---- DATASET RECORDS

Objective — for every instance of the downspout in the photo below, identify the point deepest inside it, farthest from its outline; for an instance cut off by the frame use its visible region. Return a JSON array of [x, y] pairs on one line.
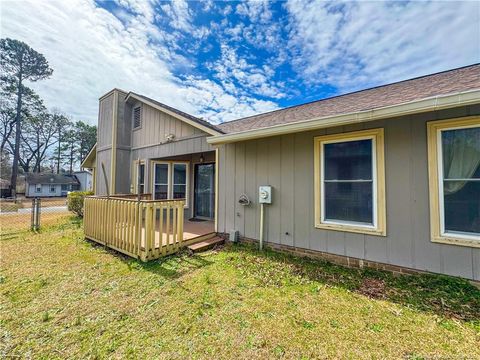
[[262, 210], [113, 164]]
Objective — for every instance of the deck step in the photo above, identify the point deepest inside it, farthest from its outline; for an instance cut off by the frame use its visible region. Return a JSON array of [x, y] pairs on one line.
[[205, 244]]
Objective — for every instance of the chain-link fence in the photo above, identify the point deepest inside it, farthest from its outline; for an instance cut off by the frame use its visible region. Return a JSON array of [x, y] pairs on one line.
[[25, 214]]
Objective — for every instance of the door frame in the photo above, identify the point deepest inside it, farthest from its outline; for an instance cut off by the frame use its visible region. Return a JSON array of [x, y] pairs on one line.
[[213, 205]]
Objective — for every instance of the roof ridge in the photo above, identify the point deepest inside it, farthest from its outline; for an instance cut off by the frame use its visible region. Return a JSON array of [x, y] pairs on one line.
[[351, 93]]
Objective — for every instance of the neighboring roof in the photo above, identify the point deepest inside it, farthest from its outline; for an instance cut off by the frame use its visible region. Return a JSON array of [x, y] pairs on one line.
[[446, 82], [82, 172], [183, 116], [35, 178], [89, 161]]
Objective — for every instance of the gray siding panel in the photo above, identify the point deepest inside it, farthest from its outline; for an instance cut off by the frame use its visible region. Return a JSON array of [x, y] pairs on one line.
[[286, 163], [239, 187], [302, 189], [251, 189], [286, 189], [156, 125]]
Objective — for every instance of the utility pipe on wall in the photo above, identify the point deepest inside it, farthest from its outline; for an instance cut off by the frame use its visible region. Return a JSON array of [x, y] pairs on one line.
[[262, 207]]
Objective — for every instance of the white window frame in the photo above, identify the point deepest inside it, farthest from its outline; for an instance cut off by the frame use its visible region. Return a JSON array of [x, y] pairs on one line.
[[154, 180], [435, 167], [136, 167], [170, 178], [187, 174], [378, 182]]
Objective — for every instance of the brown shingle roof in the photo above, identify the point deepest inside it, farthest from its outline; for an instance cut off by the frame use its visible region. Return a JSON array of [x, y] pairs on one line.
[[48, 178], [447, 82]]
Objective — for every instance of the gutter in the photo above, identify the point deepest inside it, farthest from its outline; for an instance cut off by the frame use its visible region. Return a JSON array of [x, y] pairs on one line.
[[439, 102]]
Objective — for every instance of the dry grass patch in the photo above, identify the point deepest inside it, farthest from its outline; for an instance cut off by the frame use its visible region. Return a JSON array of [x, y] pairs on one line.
[[65, 297]]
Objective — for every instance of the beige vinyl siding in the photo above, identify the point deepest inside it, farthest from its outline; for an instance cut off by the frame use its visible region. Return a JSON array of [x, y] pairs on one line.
[[286, 163], [156, 125]]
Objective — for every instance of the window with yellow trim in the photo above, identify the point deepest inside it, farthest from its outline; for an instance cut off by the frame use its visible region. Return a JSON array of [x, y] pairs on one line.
[[454, 156], [350, 182]]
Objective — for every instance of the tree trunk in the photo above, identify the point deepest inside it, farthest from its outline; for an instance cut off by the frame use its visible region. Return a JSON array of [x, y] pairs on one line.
[[16, 154]]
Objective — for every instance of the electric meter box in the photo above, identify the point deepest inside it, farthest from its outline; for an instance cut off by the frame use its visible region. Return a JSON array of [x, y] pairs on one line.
[[265, 194]]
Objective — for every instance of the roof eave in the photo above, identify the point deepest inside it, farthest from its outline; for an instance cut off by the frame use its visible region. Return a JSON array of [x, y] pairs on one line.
[[175, 115], [439, 102]]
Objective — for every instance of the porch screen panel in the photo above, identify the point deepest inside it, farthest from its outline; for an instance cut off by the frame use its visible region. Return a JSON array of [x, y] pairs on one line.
[[348, 181], [461, 180], [179, 181], [161, 181]]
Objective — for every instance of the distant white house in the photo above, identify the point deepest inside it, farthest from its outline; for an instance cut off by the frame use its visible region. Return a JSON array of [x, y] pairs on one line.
[[50, 185], [85, 179]]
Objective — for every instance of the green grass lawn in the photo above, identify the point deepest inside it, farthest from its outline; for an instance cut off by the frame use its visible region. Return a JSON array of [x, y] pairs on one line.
[[62, 296]]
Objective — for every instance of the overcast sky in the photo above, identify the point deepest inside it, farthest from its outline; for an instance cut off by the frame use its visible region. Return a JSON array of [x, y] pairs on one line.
[[225, 60]]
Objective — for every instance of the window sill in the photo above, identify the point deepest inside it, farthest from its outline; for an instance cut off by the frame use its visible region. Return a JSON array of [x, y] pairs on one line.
[[352, 228], [460, 241]]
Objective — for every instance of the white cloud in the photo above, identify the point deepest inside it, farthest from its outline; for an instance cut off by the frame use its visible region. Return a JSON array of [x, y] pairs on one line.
[[356, 44], [92, 51], [251, 78]]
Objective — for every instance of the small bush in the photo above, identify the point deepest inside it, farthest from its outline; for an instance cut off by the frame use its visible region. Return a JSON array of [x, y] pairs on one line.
[[75, 201]]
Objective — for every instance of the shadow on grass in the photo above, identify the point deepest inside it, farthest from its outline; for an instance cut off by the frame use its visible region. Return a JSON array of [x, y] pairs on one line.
[[439, 294], [174, 266], [169, 267]]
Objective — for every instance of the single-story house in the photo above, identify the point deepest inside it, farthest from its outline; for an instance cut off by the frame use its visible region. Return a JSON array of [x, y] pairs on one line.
[[387, 177], [85, 179], [50, 185]]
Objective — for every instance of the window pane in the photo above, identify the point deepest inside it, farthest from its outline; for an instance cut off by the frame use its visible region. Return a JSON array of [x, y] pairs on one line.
[[461, 153], [161, 173], [179, 174], [462, 207], [179, 191], [161, 192], [349, 201], [351, 160]]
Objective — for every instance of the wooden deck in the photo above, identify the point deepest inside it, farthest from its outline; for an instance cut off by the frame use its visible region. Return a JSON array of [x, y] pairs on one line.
[[191, 231], [142, 228]]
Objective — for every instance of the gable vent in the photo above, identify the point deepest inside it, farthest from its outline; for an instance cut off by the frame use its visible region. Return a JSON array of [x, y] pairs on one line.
[[137, 121]]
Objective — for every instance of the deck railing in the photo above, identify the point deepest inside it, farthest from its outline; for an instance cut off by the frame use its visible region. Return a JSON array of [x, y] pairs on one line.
[[143, 229]]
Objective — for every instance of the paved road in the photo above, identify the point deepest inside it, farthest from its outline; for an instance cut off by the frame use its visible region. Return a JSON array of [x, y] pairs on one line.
[[51, 209]]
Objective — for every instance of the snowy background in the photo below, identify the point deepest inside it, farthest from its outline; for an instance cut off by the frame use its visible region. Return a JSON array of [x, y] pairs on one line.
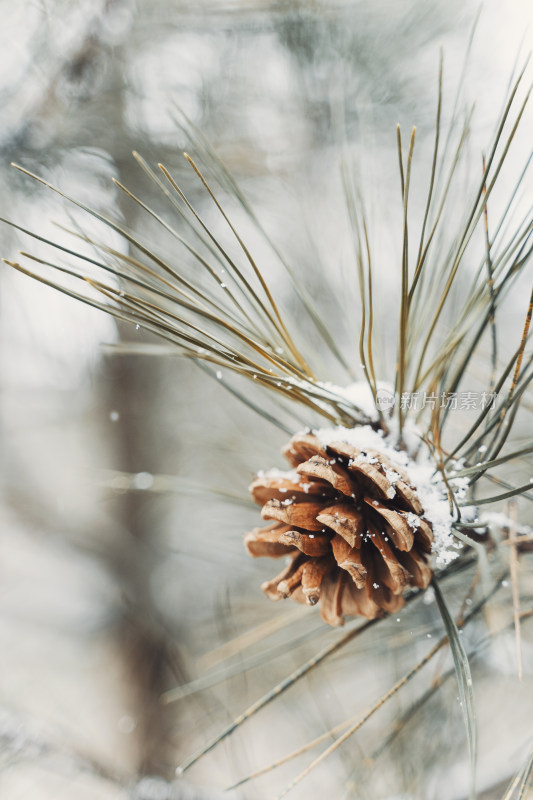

--------

* DO THIS
Reproduce the listing above with "Objective" switched to "Goal" throughout and everything else unchanged. Omit the pictures.

* REPLY TO THE TASK
Goal — for every instance of the downspout in the photo below, identify the point deepest inside it, farthest from its outline; for an instance cut off by the frame use its visible region. Return a JSON array of [x, y] pairs on one line.
[[262, 210], [113, 164]]
Goal — for every instance of the deck step in the photo above, identify the point deepest inside it, farthest from its outline; for an instance cut off by the frame use its visible region. Return a JSON array of [x, y] pairs on one line.
[[205, 244]]
Goal — for every instance of the chain-link fence in the photo above, identify the point deepest inside it, farthest from its outline; for an instance cut off by the frame use its visible region. Return a JSON array of [x, y] pairs on one line.
[[25, 214]]
Goal — for every instance of the door frame in the photo above, identify the point deepest inside it, farthest from its outline; for an instance cut off by the frame use its visible region. Return a JSON array of [x, y] pairs on one line.
[[213, 205]]
Goal — for every instance of the roof ridge in the photo above, identify the point deepest inside it, farthest from its outline; for an instance cut off by the frame use its visible region. Return a JSON array of [x, y] pairs on one line.
[[351, 93]]
Goal — for every instance of the neighboring roof in the photo above, identify the point deepest inside it, farthest from its outline; for an instance cut off by the frame use its visible region. Return a JSON array of [x, y] pairs on one line.
[[446, 82], [82, 172], [183, 116], [35, 178], [89, 161]]
Goal — for every instance of the gray siding panel in the photo above, identify the point deepest inside it, farthest from its outline; for an instance cut off by the frame use its visible region. Return a JSON array of [x, y] pairs on one line.
[[286, 163], [239, 187], [302, 189], [251, 189], [286, 189], [156, 125]]
Goal — for every instance of the utility pipe on wall in the photo above, identify the point deepest inside it, farthest from its outline; for an instance cut off by the frame use its visible region. Return a JSON array of [x, y] pairs on one line.
[[262, 207]]
Goal — for every instance of the white window frame in the photo above, identify the point deepest inside it, farthest from its outline; for an instance cut off by the frame use its visible region. Return a JSON array of [x, y] pairs on one line.
[[154, 180], [435, 167], [136, 167], [170, 178], [187, 174], [378, 182]]
Goal — for every instance of the brown shingle roof in the photo above, identify the point deepest inside it, farthest from its outline; for an instance cut off by the frame use its visible region. Return a JSON array of [x, y] pairs on one line.
[[48, 178], [447, 82]]
Goal — for every instance of the gutter in the photo above, identify the point deepest inside it, farthest from its outline; for an instance cut off by the frame use its visible region. Return a JSON array of [x, y] pairs on one line.
[[439, 102]]
Goal — for every instance of the dry grass patch in the photo above, identify the point deepest inside it, farthest from its outline; for an instance cut off by the frame use its visible region. Return a JSON array of [x, y] pairs on one line.
[[65, 297]]
Goal — for every instance of the beige vinyl siding in the photo above, identify the point deepest inside it, farthest from its outline; for an instance cut off by the frame use its visible region. Return a JSON array of [x, y] pairs on one line.
[[286, 163], [156, 125]]
Goal — for every instance of the window with yellow trim in the photo above, identify the point deepest inside it, farthest from its outline; for an instance cut off by the frame use its visible region. Return a JSON array of [x, y] pairs on one line.
[[454, 156], [350, 182]]
Goal — for every instance of the tree trunk in the photo above, identify the point deepest inside it, farthest from its outline; for an instance cut off by the frame use its visible region. Return a JSON array of [x, y] pairs on one line.
[[16, 154]]
Goal — for every instance of the electric meter box in the photo above, identify the point deepest inside it, farthest from its outline; for an instance cut off by the frame use its visible region. Return a JSON array of [x, y] pairs on one line.
[[265, 194]]
Goal — for every instance of the roof eave in the photo above, identify the point deepest inside it, farthest from its outline; for an instance cut off by the frame use its visible region. Return a JSON array of [x, y] pairs on one line.
[[175, 115], [439, 102]]
Goal — for every instance of the porch screen panel in the photo above, identify the point deepest inside it, farthest from its outline; for an instance cut off by the frame use its visible region. Return a JSON array of [x, y] pairs on one line.
[[348, 181], [461, 180], [179, 181], [161, 181]]
Goal — for every instance of the distant white house in the photo above, identify the point deepest inside it, farthest from its outline; for an instance cut off by the frame use its visible region. Return a JSON array of [x, y] pairs on one line.
[[50, 185], [85, 179]]
Goal — for every instance of the green grass lawn in the photo above, identify the point deepest inside it, farthest from its outline; for an instance cut off by the frame use its visible region. Return a JSON array of [x, y] pairs on one line.
[[62, 296]]
Goal — for every instance of the overcast sky in the photo above, identify the point deepest inside it, farthest from its outline; for an instance cut off by the frame use its visible region. Return a JSON array of [x, y] pairs on one line.
[[225, 60]]
Goal — for every instance of the window sill in the photo above, identify the point deepest inside it, farthest from its outline; for an instance cut off by the frame use its visible region. Return a JSON array of [x, y] pairs on one line.
[[352, 228], [460, 241]]
Goal — for every instance of the white cloud in the photo above, identify the point deepest inside it, farthest from its outline; for an instance cut off by the frame use its visible region. Return a JSON array of [x, y] pairs on one line.
[[356, 44], [92, 51], [251, 78]]
Goal — for every instance of the small bush in the photo above, identify the point deepest inside it, farthest from its outline; for an instance cut off by the frame use its visible region. Return a JSON array of [x, y] pairs on one line.
[[75, 201]]
Goal — for every instance of the shadow on grass in the photo above, identify the point deepest inside it, farthest from its outline; for an instance cut off by the frame use its visible region. Return a JSON array of [x, y] pairs on one line.
[[439, 294], [174, 266], [169, 267]]
Goal — for every instance of the single-story house in the photo above, identify the point deepest inside it, farthest from its outline; for an instance cut off by the frame use its visible region. Return a JSON array of [x, y] pairs on one line.
[[387, 177], [85, 179], [50, 185]]
Goal — for every instance of the window pane in the photo above, identify the point deepest inside it, farthest from its outline; for an instance cut off by the frame use its visible region. Return a JSON array of [x, y] pairs on one line.
[[461, 153], [161, 173], [179, 174], [462, 207], [179, 191], [161, 192], [349, 201], [351, 160]]
Goal — for every instance of the wooden deck in the photo above, identify the point deepest inside it, farthest from its outline; for an instance cut off by the frame use its visible region. Return a JSON array of [x, y] pairs on one line.
[[191, 231], [142, 228]]
Goal — for every instance of the gable vent in the photo above, identify the point deepest inside it, farthest from its outline; for an instance cut off by the frame use its visible region. Return a JSON array of [x, y] pairs on one line.
[[137, 121]]
Goal — for every instance of the deck railing in the photo above, identify the point deepest inside it, farthest from its outline; for an instance cut off by the frame use its visible region. Return a JSON array of [x, y] pairs on one line.
[[143, 229]]
Goal — for every instance of the paved road in the photo above, identify the point deepest inside it, farthest from its outline; for an instance cut off by the frame use its visible region. Return a JSON array of [x, y] pairs on one line.
[[51, 209]]
Goal — for every instance of the snowy background in the photo below, identify the point deepest inside it, farthest from its outline; for an instance cut off by the frame use its visible region. Return a JSON array of [x, y] pairs on one line.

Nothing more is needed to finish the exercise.